*** INPUT DATA Section Begins ***
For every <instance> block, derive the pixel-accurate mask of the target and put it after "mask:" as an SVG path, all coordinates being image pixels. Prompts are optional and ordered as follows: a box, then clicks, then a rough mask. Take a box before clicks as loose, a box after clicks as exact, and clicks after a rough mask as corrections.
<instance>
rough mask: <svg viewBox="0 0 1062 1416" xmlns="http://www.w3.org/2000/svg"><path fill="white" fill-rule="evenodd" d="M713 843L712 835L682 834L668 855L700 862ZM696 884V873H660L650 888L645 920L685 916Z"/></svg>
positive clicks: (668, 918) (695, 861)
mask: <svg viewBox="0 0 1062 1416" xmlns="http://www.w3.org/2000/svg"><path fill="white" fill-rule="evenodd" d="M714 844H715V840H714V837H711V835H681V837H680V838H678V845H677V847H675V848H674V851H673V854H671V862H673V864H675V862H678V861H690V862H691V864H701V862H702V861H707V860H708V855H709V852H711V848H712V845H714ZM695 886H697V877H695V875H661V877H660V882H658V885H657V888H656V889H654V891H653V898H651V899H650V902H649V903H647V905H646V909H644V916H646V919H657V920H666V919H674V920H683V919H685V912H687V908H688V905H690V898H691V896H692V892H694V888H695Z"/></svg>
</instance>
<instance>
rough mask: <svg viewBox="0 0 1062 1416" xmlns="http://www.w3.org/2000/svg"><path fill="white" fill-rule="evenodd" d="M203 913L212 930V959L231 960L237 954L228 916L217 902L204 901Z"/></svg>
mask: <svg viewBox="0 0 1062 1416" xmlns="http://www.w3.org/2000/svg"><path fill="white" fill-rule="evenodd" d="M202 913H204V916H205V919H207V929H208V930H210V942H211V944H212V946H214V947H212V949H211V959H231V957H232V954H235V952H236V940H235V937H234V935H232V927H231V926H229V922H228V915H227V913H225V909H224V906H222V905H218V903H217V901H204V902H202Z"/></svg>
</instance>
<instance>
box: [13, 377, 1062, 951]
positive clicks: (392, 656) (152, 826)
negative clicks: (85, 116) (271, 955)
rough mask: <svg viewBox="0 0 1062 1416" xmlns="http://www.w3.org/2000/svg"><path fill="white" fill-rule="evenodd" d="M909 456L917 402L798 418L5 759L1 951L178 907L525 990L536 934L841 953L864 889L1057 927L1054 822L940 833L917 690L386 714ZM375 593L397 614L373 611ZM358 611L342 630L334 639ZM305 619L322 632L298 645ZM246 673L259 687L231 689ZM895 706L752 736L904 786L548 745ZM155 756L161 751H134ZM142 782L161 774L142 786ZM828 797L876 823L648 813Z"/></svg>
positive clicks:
*** INPUT DATA Section Ends ***
• _YOUR OBJECTIVE_
Please return every entry exactly as it appears.

• _TASK RESPONSE_
For every <instance> block, derive the pixel-accurate mask of the target and put it after "mask:" as an SVG path, all coordinates being image pixels. Prompts are optional and ordered as follows: a box, then clicks, then a rough mask. Take a box before clicks as loose, a box after clicks as exact, and clicks after a rough mask as corrections.
<instance>
rough mask: <svg viewBox="0 0 1062 1416" xmlns="http://www.w3.org/2000/svg"><path fill="white" fill-rule="evenodd" d="M713 843L712 835L682 834L668 855L700 862ZM696 884V873H660L650 888L645 920L685 916Z"/></svg>
positive clicks: (668, 918) (695, 861)
mask: <svg viewBox="0 0 1062 1416" xmlns="http://www.w3.org/2000/svg"><path fill="white" fill-rule="evenodd" d="M714 844H715V840H714V837H711V835H681V837H680V838H678V845H677V847H675V848H674V851H673V854H671V862H673V864H675V862H678V861H690V862H691V864H701V862H702V861H707V860H708V855H709V852H711V848H712V845H714ZM695 886H697V877H695V875H661V877H660V882H658V885H657V888H656V889H654V891H653V898H651V899H650V902H649V903H647V905H646V909H644V916H646V919H657V920H666V919H674V920H683V919H685V912H687V908H688V905H690V898H691V896H692V892H694V888H695Z"/></svg>
</instance>
<instance>
rough mask: <svg viewBox="0 0 1062 1416" xmlns="http://www.w3.org/2000/svg"><path fill="white" fill-rule="evenodd" d="M203 913L212 930V959L231 960L237 954L228 916L217 902L204 901Z"/></svg>
mask: <svg viewBox="0 0 1062 1416" xmlns="http://www.w3.org/2000/svg"><path fill="white" fill-rule="evenodd" d="M202 913H204V916H205V919H207V929H208V930H210V942H211V944H212V946H214V947H212V949H211V959H231V957H232V954H235V952H236V940H235V937H234V935H232V927H231V926H229V922H228V915H227V913H225V909H224V906H222V905H218V903H217V901H204V902H202Z"/></svg>
</instance>
<instance>
box: [13, 377, 1062, 951]
positive clicks: (392, 656) (152, 826)
negative clicks: (85, 116) (271, 955)
rough mask: <svg viewBox="0 0 1062 1416" xmlns="http://www.w3.org/2000/svg"><path fill="white" fill-rule="evenodd" d="M909 456L917 402L798 418L5 759L1 951L178 907L525 990L536 934L841 953L864 889L1057 927L1054 822L940 833L917 690L386 714ZM375 593L397 614L373 611ZM358 611L342 630L334 639ZM305 619L322 632L298 645ZM246 673L259 687L231 689ZM895 706L752 736L904 786L548 745ZM155 756L161 751H134ZM142 782L161 774L142 786ZM828 797L876 823L648 813Z"/></svg>
positive clicks:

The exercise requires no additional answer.